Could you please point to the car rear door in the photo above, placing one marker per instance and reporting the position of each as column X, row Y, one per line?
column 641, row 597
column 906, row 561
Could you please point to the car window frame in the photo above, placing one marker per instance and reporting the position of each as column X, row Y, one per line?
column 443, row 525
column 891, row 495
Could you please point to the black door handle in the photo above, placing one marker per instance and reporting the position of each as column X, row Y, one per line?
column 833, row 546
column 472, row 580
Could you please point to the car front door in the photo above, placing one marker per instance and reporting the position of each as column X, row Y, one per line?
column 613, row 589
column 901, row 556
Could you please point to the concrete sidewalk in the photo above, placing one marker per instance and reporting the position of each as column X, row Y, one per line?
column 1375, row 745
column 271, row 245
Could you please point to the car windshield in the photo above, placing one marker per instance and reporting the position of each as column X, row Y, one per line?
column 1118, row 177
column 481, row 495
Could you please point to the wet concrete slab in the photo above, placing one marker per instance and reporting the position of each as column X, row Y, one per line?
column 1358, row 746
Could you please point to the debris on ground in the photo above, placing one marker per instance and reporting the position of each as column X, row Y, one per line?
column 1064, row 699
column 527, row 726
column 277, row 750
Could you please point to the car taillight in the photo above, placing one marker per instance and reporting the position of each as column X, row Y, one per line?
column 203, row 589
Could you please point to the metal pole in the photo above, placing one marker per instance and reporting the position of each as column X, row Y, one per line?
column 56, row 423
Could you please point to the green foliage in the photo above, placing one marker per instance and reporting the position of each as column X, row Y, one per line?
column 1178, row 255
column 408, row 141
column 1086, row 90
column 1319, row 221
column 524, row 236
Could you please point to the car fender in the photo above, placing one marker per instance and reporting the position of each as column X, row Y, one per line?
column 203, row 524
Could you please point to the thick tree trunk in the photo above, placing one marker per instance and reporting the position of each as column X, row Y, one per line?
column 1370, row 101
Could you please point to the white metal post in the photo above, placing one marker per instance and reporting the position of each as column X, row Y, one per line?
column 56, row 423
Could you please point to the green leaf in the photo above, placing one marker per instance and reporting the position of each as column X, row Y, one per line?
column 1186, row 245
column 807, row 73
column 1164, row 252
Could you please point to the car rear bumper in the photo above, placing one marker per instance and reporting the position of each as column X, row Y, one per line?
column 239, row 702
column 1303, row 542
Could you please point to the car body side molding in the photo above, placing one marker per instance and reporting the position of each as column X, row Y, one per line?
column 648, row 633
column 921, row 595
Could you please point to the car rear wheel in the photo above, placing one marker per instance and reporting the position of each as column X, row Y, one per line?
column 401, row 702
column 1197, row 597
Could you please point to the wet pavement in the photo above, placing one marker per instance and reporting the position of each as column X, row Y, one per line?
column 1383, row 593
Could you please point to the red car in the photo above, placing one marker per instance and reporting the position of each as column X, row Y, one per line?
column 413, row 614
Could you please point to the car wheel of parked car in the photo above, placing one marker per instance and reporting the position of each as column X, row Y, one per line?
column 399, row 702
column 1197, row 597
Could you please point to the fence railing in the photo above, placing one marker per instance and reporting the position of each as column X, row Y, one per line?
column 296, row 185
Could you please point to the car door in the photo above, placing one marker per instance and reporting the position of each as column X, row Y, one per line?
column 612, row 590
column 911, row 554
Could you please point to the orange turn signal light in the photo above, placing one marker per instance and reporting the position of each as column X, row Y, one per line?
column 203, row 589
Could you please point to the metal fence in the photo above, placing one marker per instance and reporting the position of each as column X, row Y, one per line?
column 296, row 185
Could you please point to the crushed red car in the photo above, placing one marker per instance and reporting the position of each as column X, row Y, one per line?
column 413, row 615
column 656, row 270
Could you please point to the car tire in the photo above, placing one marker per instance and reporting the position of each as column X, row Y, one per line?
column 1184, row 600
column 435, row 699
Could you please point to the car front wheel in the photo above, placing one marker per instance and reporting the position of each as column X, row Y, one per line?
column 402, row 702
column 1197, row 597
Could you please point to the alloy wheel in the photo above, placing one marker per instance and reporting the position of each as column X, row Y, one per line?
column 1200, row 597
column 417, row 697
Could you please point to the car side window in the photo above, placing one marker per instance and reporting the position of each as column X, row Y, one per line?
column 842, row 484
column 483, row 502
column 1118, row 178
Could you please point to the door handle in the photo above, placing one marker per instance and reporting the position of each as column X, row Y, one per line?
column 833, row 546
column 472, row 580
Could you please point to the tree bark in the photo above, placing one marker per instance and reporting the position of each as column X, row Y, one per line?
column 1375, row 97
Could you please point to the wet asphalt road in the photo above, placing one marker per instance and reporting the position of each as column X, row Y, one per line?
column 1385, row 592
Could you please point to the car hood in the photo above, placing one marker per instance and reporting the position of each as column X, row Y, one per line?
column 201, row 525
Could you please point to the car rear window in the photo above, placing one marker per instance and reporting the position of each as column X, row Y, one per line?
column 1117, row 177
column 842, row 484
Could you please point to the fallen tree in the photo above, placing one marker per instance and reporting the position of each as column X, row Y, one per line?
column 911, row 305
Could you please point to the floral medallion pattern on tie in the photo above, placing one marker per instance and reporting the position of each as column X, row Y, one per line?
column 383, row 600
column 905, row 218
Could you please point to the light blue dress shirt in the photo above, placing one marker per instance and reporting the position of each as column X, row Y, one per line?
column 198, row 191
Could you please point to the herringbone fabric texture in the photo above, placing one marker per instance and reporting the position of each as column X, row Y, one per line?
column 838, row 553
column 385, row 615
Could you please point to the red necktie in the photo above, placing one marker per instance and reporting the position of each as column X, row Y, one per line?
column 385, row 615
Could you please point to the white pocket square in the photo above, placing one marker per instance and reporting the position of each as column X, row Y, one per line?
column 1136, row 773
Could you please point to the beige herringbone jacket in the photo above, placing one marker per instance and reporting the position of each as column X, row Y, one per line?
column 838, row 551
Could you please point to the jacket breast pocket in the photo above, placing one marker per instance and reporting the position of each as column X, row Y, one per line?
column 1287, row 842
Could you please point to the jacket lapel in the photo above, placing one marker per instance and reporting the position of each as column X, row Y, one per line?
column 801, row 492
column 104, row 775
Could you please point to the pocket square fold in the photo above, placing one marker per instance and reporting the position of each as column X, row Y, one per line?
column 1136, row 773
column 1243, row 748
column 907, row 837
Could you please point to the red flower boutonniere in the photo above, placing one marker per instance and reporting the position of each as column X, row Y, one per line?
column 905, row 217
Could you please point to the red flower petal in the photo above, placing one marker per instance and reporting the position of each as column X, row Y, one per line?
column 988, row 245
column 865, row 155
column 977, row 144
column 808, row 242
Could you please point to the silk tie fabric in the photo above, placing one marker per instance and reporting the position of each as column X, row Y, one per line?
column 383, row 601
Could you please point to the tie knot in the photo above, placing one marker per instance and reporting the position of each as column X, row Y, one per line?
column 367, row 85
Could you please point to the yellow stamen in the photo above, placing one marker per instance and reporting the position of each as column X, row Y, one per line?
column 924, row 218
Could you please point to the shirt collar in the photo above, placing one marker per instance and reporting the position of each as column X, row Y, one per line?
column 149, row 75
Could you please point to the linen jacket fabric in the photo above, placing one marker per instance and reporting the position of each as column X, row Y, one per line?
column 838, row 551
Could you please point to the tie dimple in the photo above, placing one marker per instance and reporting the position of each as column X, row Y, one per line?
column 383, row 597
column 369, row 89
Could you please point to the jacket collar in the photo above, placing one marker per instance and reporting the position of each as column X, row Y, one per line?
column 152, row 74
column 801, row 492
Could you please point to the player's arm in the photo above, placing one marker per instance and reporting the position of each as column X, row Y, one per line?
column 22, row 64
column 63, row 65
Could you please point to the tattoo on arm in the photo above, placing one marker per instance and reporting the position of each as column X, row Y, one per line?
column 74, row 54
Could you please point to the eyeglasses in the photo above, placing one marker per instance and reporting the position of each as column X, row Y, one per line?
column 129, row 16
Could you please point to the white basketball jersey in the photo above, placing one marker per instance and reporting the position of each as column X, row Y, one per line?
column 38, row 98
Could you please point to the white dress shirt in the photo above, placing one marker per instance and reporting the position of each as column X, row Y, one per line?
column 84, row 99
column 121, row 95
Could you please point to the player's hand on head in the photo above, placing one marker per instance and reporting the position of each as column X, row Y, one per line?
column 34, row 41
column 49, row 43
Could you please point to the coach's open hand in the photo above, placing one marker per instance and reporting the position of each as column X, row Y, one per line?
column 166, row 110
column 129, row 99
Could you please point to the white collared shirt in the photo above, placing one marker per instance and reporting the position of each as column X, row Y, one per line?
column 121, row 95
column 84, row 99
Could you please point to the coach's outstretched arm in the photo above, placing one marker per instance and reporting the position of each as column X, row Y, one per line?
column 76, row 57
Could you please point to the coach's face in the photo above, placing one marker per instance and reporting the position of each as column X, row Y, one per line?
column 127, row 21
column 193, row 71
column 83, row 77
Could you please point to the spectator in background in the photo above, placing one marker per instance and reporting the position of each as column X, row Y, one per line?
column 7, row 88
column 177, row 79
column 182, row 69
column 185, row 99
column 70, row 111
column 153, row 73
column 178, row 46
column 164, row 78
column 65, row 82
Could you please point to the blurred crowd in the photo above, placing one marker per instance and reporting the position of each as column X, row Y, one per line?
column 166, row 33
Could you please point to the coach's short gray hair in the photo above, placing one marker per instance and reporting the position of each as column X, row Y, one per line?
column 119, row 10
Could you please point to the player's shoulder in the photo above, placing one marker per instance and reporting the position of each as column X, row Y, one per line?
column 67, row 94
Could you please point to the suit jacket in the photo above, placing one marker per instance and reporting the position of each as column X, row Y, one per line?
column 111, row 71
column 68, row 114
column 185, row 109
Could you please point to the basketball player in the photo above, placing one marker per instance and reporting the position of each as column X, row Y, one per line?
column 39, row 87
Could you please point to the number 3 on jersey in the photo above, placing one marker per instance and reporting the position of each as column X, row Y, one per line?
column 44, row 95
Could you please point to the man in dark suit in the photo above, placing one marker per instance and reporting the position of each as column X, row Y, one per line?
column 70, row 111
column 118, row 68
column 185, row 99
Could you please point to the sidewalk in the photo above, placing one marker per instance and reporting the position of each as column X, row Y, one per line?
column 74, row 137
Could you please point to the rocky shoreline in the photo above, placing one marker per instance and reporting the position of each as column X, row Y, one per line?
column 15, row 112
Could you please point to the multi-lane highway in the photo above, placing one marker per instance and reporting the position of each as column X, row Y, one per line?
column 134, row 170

**What you should do:** Convert the part of the material that opens with the line containing "Could you please point to the car front door" and closes with the line containing "column 271, row 245" into a JSON list of strings, one string per line, with blank lines left out. Include both end lines.

**Task response:**
[
  "Could you please point to the car front door in the photo above, placing one marker per instance and reporting the position of each as column X, row Y, one per line?",
  "column 613, row 589",
  "column 901, row 556",
  "Could you please point to the concrete sidewalk in the photo above, placing one marker per instance and reporting the position of each as column X, row Y, one per line?",
  "column 1375, row 745",
  "column 271, row 245"
]